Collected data
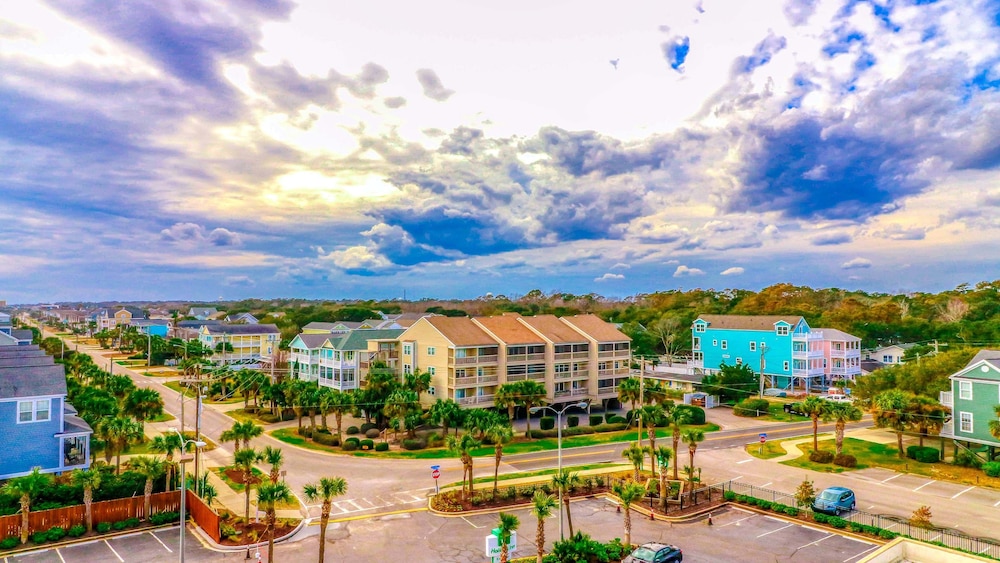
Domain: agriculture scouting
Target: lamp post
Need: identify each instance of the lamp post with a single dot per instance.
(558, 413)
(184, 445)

* * *

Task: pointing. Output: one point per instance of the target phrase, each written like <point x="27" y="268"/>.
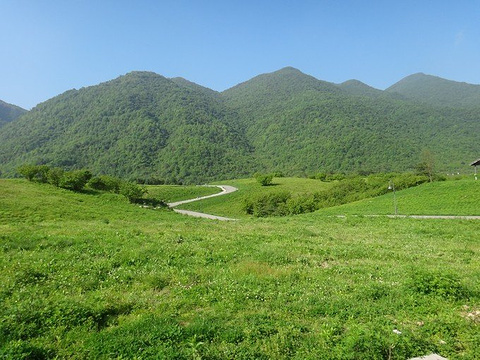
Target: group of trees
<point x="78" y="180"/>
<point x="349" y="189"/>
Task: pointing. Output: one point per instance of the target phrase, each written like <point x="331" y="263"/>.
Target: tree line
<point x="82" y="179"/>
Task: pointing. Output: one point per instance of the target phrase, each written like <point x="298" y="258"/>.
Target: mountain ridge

--

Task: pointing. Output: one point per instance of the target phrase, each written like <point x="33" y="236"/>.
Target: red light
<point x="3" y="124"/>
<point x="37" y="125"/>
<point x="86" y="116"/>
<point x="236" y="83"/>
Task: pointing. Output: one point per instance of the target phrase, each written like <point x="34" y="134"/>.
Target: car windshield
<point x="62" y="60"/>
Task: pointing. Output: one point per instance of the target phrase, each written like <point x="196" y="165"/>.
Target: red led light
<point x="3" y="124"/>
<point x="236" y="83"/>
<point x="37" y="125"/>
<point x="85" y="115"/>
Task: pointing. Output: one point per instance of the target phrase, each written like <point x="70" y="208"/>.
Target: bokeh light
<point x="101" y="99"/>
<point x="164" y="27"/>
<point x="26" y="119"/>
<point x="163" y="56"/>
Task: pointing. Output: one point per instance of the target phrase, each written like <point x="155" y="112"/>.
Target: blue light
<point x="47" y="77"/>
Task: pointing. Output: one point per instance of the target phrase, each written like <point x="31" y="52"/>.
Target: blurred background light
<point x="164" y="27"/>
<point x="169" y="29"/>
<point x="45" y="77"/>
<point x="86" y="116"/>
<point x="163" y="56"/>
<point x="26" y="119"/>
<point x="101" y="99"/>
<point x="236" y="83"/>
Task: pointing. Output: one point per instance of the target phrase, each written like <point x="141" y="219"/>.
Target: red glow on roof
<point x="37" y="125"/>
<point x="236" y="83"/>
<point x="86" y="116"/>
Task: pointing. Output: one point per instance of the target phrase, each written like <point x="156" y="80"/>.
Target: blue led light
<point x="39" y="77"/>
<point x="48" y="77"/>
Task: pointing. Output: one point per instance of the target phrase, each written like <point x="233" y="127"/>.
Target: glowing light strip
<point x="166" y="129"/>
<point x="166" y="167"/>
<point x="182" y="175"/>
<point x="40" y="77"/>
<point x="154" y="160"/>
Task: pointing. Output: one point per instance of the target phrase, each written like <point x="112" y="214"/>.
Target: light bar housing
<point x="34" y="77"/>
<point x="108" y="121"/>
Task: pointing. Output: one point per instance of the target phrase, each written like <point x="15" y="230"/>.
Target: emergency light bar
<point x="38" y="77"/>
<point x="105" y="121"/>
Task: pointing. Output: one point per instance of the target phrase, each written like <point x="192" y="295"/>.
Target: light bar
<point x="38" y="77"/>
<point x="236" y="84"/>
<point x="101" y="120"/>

§ **WHAT THIS TASK INVOLVES**
Please gather every line of the entries above that contains the string "blue". Letter case matters.

§ **OUTPUT OF THE EXERCISE**
Target: blue light
Target: blue led light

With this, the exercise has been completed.